_Brief A_. From the AI credential security text, output the part that opens with the words containing "Strategic Considerations" and closes with "data exposure implications.", copying it word for word.
_Brief B_. Using the AI credential security text, explain in one to three sentences why security programs should extend their secrets management scope to include AI provider API keys.

Study text Block Start

Strategic Considerations

This incident illustrates that the attack surface for AI credential theft has expanded substantially as developer adoption of LLM APIs has accelerated. Security programs that track secrets management for cloud credentials, database connection strings, and SSH keys should explicitly extend that scope to include AI provider API keys. These keys are billable credentials with direct financial consequences from unauthorized use, and they may provide access to organizational AI deployments with sensitive data exposure implications.

IDE plugin ecosystems across the industry — JetBrains Marketplace, the VS Code Extension Marketplace, and others — are generally understood to operate with less formalized security vetting than major package registries, despite the greater privilege level that IDE extensions typically possess [3]. Industry-wide improvements to plugin security will require cooperation between IDE vendors, security researchers, and the broader developer community. CSA supports efforts to establish baseline security standards for plugin and extension marketplaces, including mandatory permission declarations, code signing with verified publisher identities, and automated behavioral analysis for credential-handling code paths.

CSA Resource Alignment

This incident maps directly to the threat categories analyzed in CSA’s MAESTRO framework for agentic AI threat modeling, particularly its treatment of supply chain compromise as a mechanism for introducing malicious code into trusted AI-integrated development environments. The attacker’s exploitation of the trusted developer tooling layer is consistent with MAESTRO’s analysis of how adversaries target the agentic pipeline at its most trusted points.

The CSA AI Controls Matrix (AICM) addresses third-party integration risk under its AI Supply Chain and Dependency controls, providing organizations with a structured framework for evaluating the security posture of AI-adjacent tooling. The principle that any component handling LLM credentials should be subject to the same vetting as infrastructure handling cloud access keys is embedded in AICM’s guidance on AI workload isolation and secrets management.

Study text Block End
Dataset content Block Start

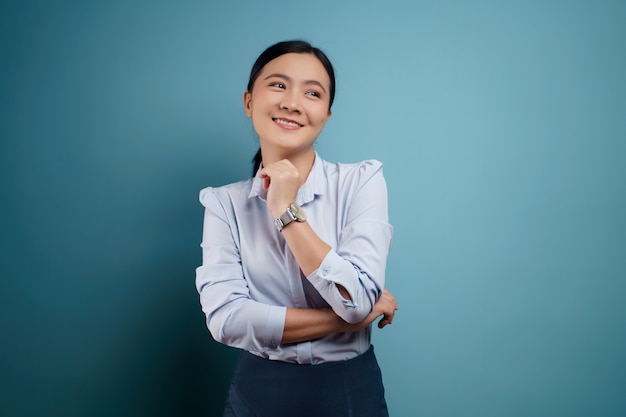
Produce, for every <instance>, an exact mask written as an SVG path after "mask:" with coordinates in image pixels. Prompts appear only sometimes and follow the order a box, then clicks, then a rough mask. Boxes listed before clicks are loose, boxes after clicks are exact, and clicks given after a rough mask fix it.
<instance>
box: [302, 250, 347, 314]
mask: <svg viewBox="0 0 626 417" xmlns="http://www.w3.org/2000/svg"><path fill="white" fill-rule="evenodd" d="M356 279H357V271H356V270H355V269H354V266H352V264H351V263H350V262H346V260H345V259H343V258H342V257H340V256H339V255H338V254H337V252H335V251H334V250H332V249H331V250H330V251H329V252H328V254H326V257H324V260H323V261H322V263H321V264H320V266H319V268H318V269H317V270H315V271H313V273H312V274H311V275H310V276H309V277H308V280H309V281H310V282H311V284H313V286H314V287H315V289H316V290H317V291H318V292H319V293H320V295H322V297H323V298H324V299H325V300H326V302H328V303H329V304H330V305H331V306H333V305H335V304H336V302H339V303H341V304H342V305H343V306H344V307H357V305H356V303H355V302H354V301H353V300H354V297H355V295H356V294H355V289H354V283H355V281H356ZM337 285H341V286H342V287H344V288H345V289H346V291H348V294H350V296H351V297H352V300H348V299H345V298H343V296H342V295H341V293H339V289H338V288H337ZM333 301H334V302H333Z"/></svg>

Dataset content Block End
Dataset content Block Start

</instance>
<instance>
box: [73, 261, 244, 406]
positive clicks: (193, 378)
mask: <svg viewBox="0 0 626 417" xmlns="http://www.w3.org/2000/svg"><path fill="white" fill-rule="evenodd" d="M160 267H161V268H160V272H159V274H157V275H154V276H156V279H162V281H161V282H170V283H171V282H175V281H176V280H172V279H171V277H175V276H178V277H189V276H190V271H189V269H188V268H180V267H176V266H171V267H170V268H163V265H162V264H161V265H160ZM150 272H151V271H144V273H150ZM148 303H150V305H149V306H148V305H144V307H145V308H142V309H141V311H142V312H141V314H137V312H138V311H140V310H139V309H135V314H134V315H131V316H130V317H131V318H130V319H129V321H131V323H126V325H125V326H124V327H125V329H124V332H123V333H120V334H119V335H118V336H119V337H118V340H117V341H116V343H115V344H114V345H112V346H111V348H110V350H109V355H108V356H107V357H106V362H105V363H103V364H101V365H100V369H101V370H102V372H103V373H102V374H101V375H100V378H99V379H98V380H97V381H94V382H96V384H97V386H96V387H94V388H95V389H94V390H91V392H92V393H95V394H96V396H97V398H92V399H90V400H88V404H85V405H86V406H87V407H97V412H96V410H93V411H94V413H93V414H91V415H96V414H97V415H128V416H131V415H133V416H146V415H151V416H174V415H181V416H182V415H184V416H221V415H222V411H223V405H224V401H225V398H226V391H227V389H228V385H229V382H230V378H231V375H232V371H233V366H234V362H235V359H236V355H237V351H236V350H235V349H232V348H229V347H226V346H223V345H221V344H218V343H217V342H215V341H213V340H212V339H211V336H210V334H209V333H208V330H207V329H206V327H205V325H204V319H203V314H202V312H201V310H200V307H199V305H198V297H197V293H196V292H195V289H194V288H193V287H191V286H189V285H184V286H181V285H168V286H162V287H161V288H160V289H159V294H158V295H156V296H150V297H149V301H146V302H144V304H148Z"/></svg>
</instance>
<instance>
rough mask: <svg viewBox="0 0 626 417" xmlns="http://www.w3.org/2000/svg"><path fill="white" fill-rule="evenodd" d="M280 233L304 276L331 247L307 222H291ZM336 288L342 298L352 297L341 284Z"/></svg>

Dataset content Block End

_Answer space A_.
Strategic Considerations

This incident illustrates that the attack surface for AI credential theft has expanded substantially as developer adoption of LLM APIs has accelerated. Security programs that track secrets management for cloud credentials, database connection strings, and SSH keys should explicitly extend that scope to include AI provider API keys. These keys are billable credentials with direct financial consequences from unauthorized use, and they may provide access to organizational AI deployments with sensitive data exposure implications.

_Answer space B_. AI provider API keys are billable credentials, so unauthorized use has direct financial consequences. They may also provide access to organizational AI deployments, which can expose sensitive data.